■ Exercise ■
Format the lines of all the entries below as a Markdown table with the columns "No." and "Line," numbering each row and skipping blank lines. Leave the pictures out of the table.

(Data items)
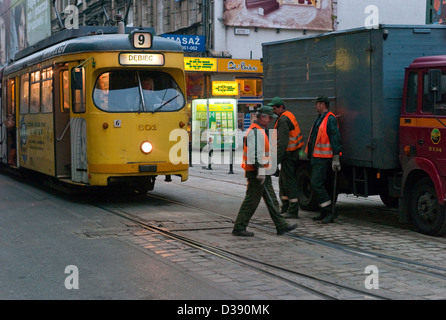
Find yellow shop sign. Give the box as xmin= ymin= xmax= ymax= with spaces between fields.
xmin=184 ymin=57 xmax=217 ymax=71
xmin=212 ymin=81 xmax=238 ymax=96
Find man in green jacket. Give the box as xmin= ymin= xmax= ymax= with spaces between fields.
xmin=268 ymin=97 xmax=304 ymax=218
xmin=306 ymin=96 xmax=342 ymax=223
xmin=232 ymin=106 xmax=297 ymax=237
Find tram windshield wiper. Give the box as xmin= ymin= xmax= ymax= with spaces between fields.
xmin=153 ymin=94 xmax=180 ymax=112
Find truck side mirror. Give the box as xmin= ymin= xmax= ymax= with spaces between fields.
xmin=428 ymin=69 xmax=442 ymax=103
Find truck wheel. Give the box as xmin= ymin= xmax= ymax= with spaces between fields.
xmin=296 ymin=164 xmax=319 ymax=211
xmin=409 ymin=177 xmax=446 ymax=236
xmin=379 ymin=193 xmax=399 ymax=208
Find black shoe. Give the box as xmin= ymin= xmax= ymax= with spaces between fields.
xmin=282 ymin=212 xmax=299 ymax=219
xmin=313 ymin=213 xmax=326 ymax=221
xmin=321 ymin=213 xmax=334 ymax=224
xmin=277 ymin=223 xmax=297 ymax=236
xmin=232 ymin=230 xmax=254 ymax=237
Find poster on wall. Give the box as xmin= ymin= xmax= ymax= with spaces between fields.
xmin=0 ymin=0 xmax=51 ymax=66
xmin=223 ymin=0 xmax=333 ymax=31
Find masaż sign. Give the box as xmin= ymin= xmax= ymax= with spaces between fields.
xmin=161 ymin=34 xmax=205 ymax=52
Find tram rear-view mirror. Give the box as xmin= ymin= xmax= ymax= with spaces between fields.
xmin=71 ymin=68 xmax=83 ymax=90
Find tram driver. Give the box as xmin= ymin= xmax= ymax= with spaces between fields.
xmin=141 ymin=77 xmax=162 ymax=108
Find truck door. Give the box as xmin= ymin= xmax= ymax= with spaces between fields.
xmin=416 ymin=70 xmax=446 ymax=176
xmin=334 ymin=33 xmax=373 ymax=166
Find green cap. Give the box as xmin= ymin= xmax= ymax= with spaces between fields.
xmin=268 ymin=97 xmax=284 ymax=106
xmin=315 ymin=96 xmax=330 ymax=104
xmin=257 ymin=106 xmax=277 ymax=118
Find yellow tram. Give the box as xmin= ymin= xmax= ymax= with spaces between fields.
xmin=0 ymin=27 xmax=189 ymax=192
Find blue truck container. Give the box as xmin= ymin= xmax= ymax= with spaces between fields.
xmin=262 ymin=25 xmax=446 ymax=216
xmin=262 ymin=25 xmax=446 ymax=170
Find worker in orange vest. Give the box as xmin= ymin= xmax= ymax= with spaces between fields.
xmin=232 ymin=106 xmax=297 ymax=237
xmin=268 ymin=97 xmax=304 ymax=218
xmin=305 ymin=96 xmax=342 ymax=223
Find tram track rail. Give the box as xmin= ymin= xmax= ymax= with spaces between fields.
xmin=143 ymin=190 xmax=446 ymax=281
xmin=97 ymin=202 xmax=389 ymax=300
xmin=140 ymin=190 xmax=446 ymax=292
xmin=83 ymin=182 xmax=446 ymax=300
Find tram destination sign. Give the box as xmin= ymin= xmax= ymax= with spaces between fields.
xmin=119 ymin=52 xmax=164 ymax=66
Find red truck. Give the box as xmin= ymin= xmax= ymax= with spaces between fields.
xmin=262 ymin=25 xmax=446 ymax=236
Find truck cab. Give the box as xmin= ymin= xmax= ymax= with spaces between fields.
xmin=399 ymin=55 xmax=446 ymax=235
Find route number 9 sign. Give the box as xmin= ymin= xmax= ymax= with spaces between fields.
xmin=132 ymin=32 xmax=152 ymax=49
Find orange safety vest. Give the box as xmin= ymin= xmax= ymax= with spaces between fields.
xmin=242 ymin=123 xmax=270 ymax=171
xmin=274 ymin=111 xmax=304 ymax=151
xmin=305 ymin=111 xmax=339 ymax=158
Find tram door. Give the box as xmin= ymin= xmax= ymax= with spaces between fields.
xmin=54 ymin=66 xmax=71 ymax=178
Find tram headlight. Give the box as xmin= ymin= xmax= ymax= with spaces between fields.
xmin=141 ymin=141 xmax=153 ymax=153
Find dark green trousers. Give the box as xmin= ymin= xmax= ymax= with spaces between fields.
xmin=279 ymin=156 xmax=299 ymax=214
xmin=311 ymin=158 xmax=333 ymax=208
xmin=234 ymin=171 xmax=288 ymax=231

■ Output of the task ■
| No. | Line |
|---|---|
| 1 | Find yellow shop sign. Give the box as xmin= ymin= xmax= ymax= with spaces between fields. |
| 2 | xmin=184 ymin=57 xmax=217 ymax=71 |
| 3 | xmin=212 ymin=81 xmax=238 ymax=96 |
| 4 | Find man in green jacket. Give the box as xmin= ymin= xmax= ymax= with spaces between fields. |
| 5 | xmin=268 ymin=97 xmax=304 ymax=218 |
| 6 | xmin=306 ymin=96 xmax=342 ymax=223 |
| 7 | xmin=232 ymin=106 xmax=297 ymax=237 |
| 8 | Find tram windshield wiper. Give the box as xmin= ymin= xmax= ymax= with spaces between fields. |
| 9 | xmin=153 ymin=94 xmax=180 ymax=112 |
| 10 | Find truck side mirror. Give the box as xmin= ymin= xmax= ymax= with spaces between fields. |
| 11 | xmin=428 ymin=69 xmax=442 ymax=103 |
| 12 | Find truck wheel. Give the box as xmin= ymin= xmax= ymax= with spaces between fields. |
| 13 | xmin=296 ymin=164 xmax=319 ymax=211 |
| 14 | xmin=409 ymin=177 xmax=446 ymax=236 |
| 15 | xmin=379 ymin=193 xmax=399 ymax=208 |
| 16 | Find black shoe. Give the box as xmin= ymin= xmax= ymax= with spaces between fields. |
| 17 | xmin=282 ymin=212 xmax=299 ymax=219 |
| 18 | xmin=313 ymin=213 xmax=326 ymax=221 |
| 19 | xmin=321 ymin=213 xmax=334 ymax=224 |
| 20 | xmin=277 ymin=223 xmax=297 ymax=236 |
| 21 | xmin=232 ymin=230 xmax=254 ymax=237 |
| 22 | Find poster on wall. Give the box as xmin= ymin= xmax= ymax= with spaces between fields. |
| 23 | xmin=0 ymin=0 xmax=51 ymax=66 |
| 24 | xmin=223 ymin=0 xmax=333 ymax=31 |
| 25 | Find masaż sign. Give the box as xmin= ymin= xmax= ymax= with spaces between fields. |
| 26 | xmin=161 ymin=34 xmax=205 ymax=52 |
| 27 | Find tram rear-view mirror. Give the box as xmin= ymin= xmax= ymax= with spaces between fields. |
| 28 | xmin=71 ymin=68 xmax=83 ymax=90 |
| 29 | Find tram driver. Give the box as xmin= ymin= xmax= ymax= with spaces between fields. |
| 30 | xmin=141 ymin=77 xmax=162 ymax=108 |
| 31 | Find truck door. Give the box as xmin= ymin= xmax= ymax= with spaces between fields. |
| 32 | xmin=416 ymin=70 xmax=446 ymax=176 |
| 33 | xmin=334 ymin=33 xmax=373 ymax=166 |
| 34 | Find green cap. Give the box as xmin= ymin= xmax= ymax= with spaces between fields. |
| 35 | xmin=268 ymin=97 xmax=284 ymax=106 |
| 36 | xmin=315 ymin=96 xmax=330 ymax=104 |
| 37 | xmin=257 ymin=106 xmax=277 ymax=118 |
| 38 | Find yellow tram. Give the box as xmin= ymin= xmax= ymax= with spaces between fields. |
| 39 | xmin=0 ymin=27 xmax=189 ymax=192 |
| 40 | Find blue truck container. Give the box as xmin= ymin= xmax= ymax= with spaces between fields. |
| 41 | xmin=262 ymin=25 xmax=446 ymax=216 |
| 42 | xmin=262 ymin=25 xmax=446 ymax=170 |
| 43 | Find worker in orange vest. Give the box as xmin= ymin= xmax= ymax= with spaces between fields. |
| 44 | xmin=232 ymin=106 xmax=297 ymax=237 |
| 45 | xmin=268 ymin=97 xmax=304 ymax=218 |
| 46 | xmin=305 ymin=96 xmax=342 ymax=223 |
| 47 | Find tram track rail. Give the box as xmin= ymin= xmax= ymax= with spaces between fields. |
| 48 | xmin=143 ymin=190 xmax=446 ymax=281 |
| 49 | xmin=97 ymin=202 xmax=389 ymax=300 |
| 50 | xmin=140 ymin=190 xmax=446 ymax=292 |
| 51 | xmin=83 ymin=182 xmax=446 ymax=300 |
| 52 | Find tram destination sign. Give the box as xmin= ymin= xmax= ymax= with spaces between fields. |
| 53 | xmin=119 ymin=52 xmax=164 ymax=66 |
| 54 | Find red truck. Give the box as xmin= ymin= xmax= ymax= with spaces between fields. |
| 55 | xmin=262 ymin=25 xmax=446 ymax=236 |
| 56 | Find truck cab. Give the box as xmin= ymin= xmax= ymax= with spaces between fields. |
| 57 | xmin=399 ymin=55 xmax=446 ymax=235 |
| 58 | Find route number 9 sign. Give the box as xmin= ymin= xmax= ymax= with spaces between fields. |
| 59 | xmin=132 ymin=32 xmax=152 ymax=49 |
| 60 | Find orange safety vest. Give the box as xmin= ymin= xmax= ymax= with spaces between fields. |
| 61 | xmin=242 ymin=123 xmax=270 ymax=171 |
| 62 | xmin=274 ymin=111 xmax=304 ymax=151 |
| 63 | xmin=305 ymin=111 xmax=339 ymax=158 |
| 64 | Find tram door. Give the box as xmin= ymin= xmax= ymax= with spaces between fields. |
| 65 | xmin=54 ymin=66 xmax=71 ymax=178 |
| 66 | Find tram headlight. Give the box as xmin= ymin= xmax= ymax= with spaces between fields. |
| 67 | xmin=141 ymin=141 xmax=153 ymax=153 |
| 68 | Find dark green trousers. Give the box as xmin= ymin= xmax= ymax= with spaces between fields. |
| 69 | xmin=279 ymin=156 xmax=299 ymax=214 |
| 70 | xmin=311 ymin=158 xmax=333 ymax=208 |
| 71 | xmin=234 ymin=171 xmax=288 ymax=231 |